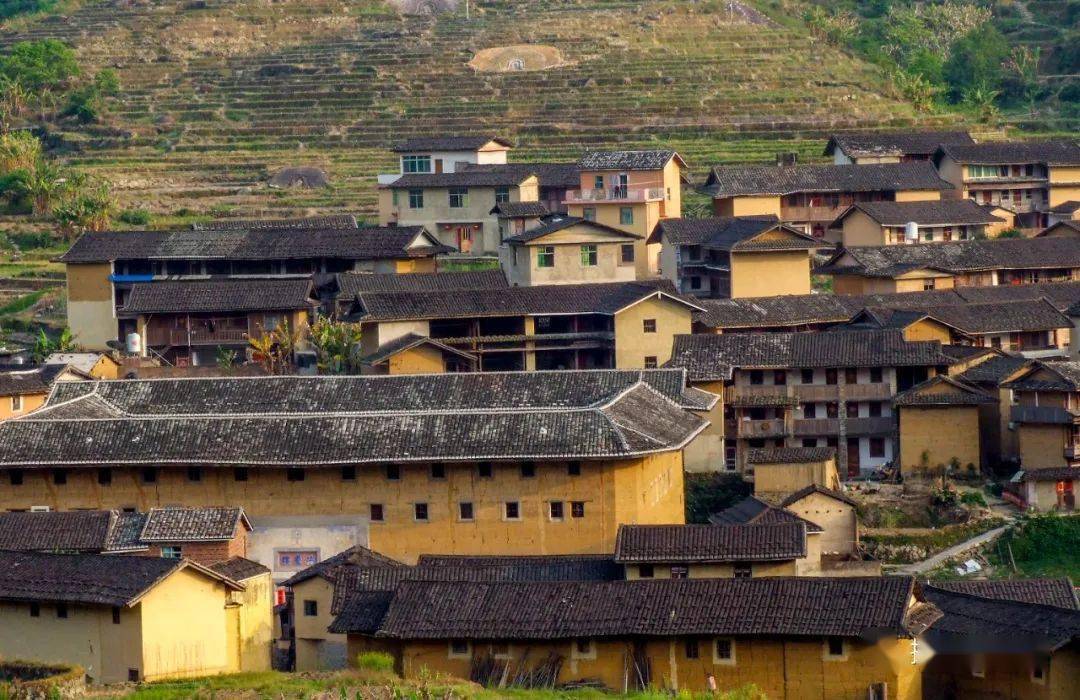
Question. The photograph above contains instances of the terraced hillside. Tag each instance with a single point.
(218, 94)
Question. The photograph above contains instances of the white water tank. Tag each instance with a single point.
(134, 342)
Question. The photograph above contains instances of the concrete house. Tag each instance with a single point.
(104, 267)
(790, 636)
(935, 221)
(811, 197)
(831, 389)
(941, 266)
(568, 250)
(121, 618)
(868, 147)
(564, 326)
(632, 191)
(1029, 177)
(467, 463)
(734, 257)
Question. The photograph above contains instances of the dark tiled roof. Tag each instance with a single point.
(626, 160)
(957, 256)
(559, 221)
(755, 511)
(713, 357)
(736, 607)
(333, 220)
(269, 244)
(957, 394)
(606, 298)
(786, 179)
(893, 143)
(711, 543)
(352, 283)
(448, 143)
(732, 233)
(92, 579)
(813, 488)
(790, 455)
(192, 524)
(239, 568)
(929, 213)
(972, 623)
(1055, 152)
(1057, 592)
(521, 210)
(205, 296)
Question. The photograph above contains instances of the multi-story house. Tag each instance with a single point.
(459, 463)
(906, 223)
(734, 256)
(864, 148)
(811, 197)
(632, 191)
(104, 267)
(1027, 177)
(568, 250)
(887, 269)
(567, 326)
(831, 389)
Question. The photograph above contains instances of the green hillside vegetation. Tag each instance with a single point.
(216, 95)
(1021, 57)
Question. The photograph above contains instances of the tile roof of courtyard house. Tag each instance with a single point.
(1052, 152)
(332, 420)
(852, 607)
(711, 543)
(605, 298)
(269, 244)
(328, 221)
(976, 623)
(471, 142)
(220, 296)
(956, 256)
(893, 143)
(352, 283)
(961, 212)
(88, 579)
(629, 160)
(755, 511)
(732, 233)
(561, 221)
(714, 357)
(733, 180)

--------------------------------------------------

▸ WORK INSTRUCTIONS:
Without the pictures, return the whole of the data exactly as given.

▸ SOLUTION BELOW:
Question. The photograph above contains instances of the terraced hillside. Tag each instance with a single point.
(218, 94)
Question. The photograph above contains instances of the white water tank. Tag each instance with a single point.
(134, 342)
Question. The photograph above contains instances of the concrete house. Tag each instance with a single point.
(104, 267)
(790, 636)
(935, 221)
(811, 197)
(831, 389)
(941, 266)
(568, 250)
(121, 618)
(868, 147)
(564, 326)
(632, 191)
(1029, 177)
(467, 463)
(734, 257)
Question. The photograph above contains instances of the dark tiled roof. Tag each instance with a single point.
(626, 160)
(957, 256)
(559, 221)
(755, 511)
(713, 357)
(736, 607)
(333, 220)
(269, 244)
(957, 394)
(606, 298)
(786, 179)
(893, 143)
(711, 543)
(352, 283)
(448, 143)
(732, 233)
(92, 579)
(813, 488)
(790, 455)
(192, 524)
(239, 568)
(929, 213)
(972, 623)
(1055, 152)
(1057, 592)
(521, 210)
(205, 296)
Question. The photograph above contains instances of the multi-story house. Tag each instance with a single point.
(459, 463)
(906, 223)
(734, 256)
(864, 148)
(811, 197)
(632, 191)
(104, 267)
(1027, 177)
(568, 250)
(887, 269)
(567, 326)
(831, 389)
Question. The photograph above contains instances of the green hillside vegetation. Tag each instance with a single point.
(216, 95)
(1021, 57)
Question. The photograph above contains instances of the tile roof of courtyard house. Tag each instance with a single point.
(1052, 152)
(332, 420)
(852, 607)
(711, 543)
(605, 298)
(269, 244)
(328, 221)
(976, 623)
(471, 142)
(220, 296)
(956, 256)
(893, 143)
(352, 283)
(961, 212)
(88, 579)
(629, 160)
(755, 511)
(732, 233)
(561, 221)
(714, 357)
(733, 180)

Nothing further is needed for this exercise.